PROBLEM TO WORK ON :: Below are some records. Copy every line in them that holds "rock".

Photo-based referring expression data
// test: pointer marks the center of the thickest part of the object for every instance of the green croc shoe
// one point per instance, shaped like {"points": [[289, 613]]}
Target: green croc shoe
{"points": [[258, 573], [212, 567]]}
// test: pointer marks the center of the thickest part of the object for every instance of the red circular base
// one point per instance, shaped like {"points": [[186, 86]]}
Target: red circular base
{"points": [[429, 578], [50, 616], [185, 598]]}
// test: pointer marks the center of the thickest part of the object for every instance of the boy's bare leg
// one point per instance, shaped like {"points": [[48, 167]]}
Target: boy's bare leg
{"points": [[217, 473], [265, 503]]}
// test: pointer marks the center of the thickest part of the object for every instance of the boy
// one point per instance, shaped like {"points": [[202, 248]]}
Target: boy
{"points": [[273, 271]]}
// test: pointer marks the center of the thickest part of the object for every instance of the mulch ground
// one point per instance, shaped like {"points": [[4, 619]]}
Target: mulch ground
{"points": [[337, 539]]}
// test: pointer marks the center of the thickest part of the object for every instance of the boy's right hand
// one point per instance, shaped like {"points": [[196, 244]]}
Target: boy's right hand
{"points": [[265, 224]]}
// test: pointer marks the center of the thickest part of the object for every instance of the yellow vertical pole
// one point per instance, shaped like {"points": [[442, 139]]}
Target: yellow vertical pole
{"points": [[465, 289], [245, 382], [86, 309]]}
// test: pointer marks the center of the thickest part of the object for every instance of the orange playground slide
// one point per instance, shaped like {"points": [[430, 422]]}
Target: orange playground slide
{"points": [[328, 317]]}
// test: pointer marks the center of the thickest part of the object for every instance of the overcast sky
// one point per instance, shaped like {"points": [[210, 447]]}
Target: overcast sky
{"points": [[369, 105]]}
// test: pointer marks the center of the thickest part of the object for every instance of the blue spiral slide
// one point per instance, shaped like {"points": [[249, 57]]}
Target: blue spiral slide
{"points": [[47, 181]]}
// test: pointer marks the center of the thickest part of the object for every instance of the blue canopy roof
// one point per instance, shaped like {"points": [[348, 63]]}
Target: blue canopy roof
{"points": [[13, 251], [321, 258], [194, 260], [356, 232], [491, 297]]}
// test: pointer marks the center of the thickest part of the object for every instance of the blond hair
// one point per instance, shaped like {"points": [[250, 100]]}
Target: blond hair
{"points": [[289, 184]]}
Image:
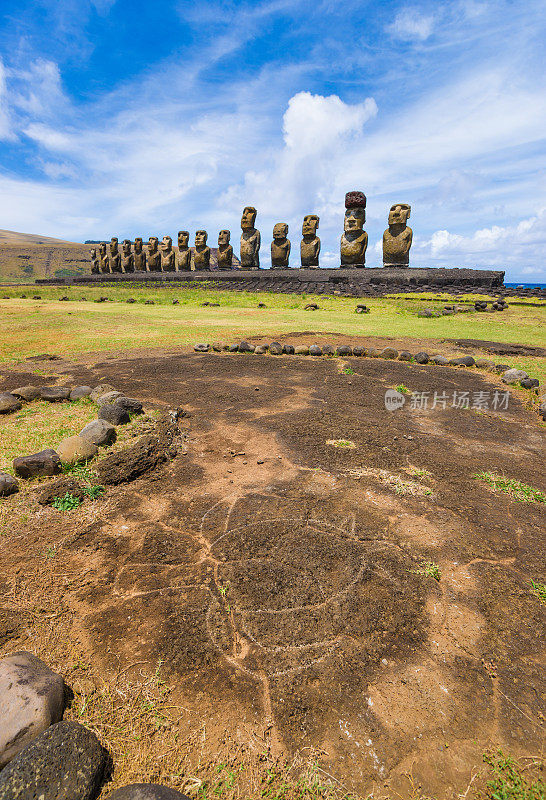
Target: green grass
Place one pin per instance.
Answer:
(516, 489)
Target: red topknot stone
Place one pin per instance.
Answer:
(355, 200)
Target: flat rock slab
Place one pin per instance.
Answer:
(46, 462)
(31, 699)
(66, 762)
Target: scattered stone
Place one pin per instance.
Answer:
(74, 449)
(146, 791)
(54, 394)
(99, 390)
(66, 762)
(99, 432)
(113, 414)
(31, 699)
(46, 462)
(514, 376)
(129, 404)
(79, 392)
(9, 403)
(59, 488)
(8, 484)
(146, 454)
(27, 393)
(530, 383)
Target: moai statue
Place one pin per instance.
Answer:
(184, 252)
(201, 254)
(115, 256)
(139, 256)
(310, 244)
(104, 258)
(95, 263)
(154, 256)
(354, 240)
(280, 246)
(250, 240)
(127, 258)
(225, 251)
(398, 237)
(167, 255)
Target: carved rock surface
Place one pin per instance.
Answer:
(66, 762)
(31, 699)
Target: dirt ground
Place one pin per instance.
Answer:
(278, 578)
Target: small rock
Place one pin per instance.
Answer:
(9, 403)
(27, 393)
(46, 462)
(74, 449)
(54, 394)
(99, 432)
(146, 791)
(79, 392)
(113, 414)
(31, 699)
(8, 484)
(99, 390)
(514, 376)
(66, 762)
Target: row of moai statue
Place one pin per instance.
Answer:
(397, 241)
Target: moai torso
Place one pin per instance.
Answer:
(225, 251)
(250, 240)
(139, 256)
(115, 256)
(280, 247)
(310, 243)
(184, 252)
(201, 254)
(167, 255)
(154, 256)
(354, 240)
(398, 237)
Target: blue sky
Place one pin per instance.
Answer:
(144, 117)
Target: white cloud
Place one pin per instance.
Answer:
(411, 25)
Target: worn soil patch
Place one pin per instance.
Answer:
(278, 579)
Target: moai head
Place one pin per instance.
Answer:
(310, 225)
(248, 219)
(280, 231)
(399, 214)
(201, 238)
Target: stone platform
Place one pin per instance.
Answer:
(355, 282)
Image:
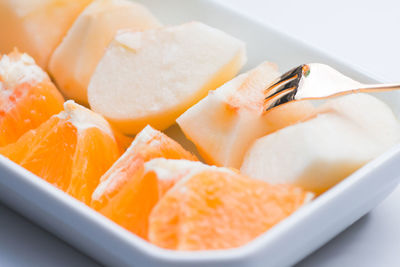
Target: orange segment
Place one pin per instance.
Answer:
(125, 194)
(219, 210)
(27, 96)
(71, 150)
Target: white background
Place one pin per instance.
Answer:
(365, 33)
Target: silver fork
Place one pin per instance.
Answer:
(315, 81)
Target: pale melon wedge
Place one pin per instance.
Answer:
(346, 133)
(152, 77)
(76, 58)
(225, 123)
(36, 26)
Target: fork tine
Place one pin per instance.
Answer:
(280, 97)
(288, 79)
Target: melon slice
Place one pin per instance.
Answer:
(76, 58)
(345, 134)
(225, 123)
(36, 26)
(152, 77)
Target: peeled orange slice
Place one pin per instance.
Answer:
(125, 195)
(71, 150)
(220, 210)
(27, 96)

REPLY TO THE TASK ::
Target: flat rock slab
Target: carved rock surface
Target: small rock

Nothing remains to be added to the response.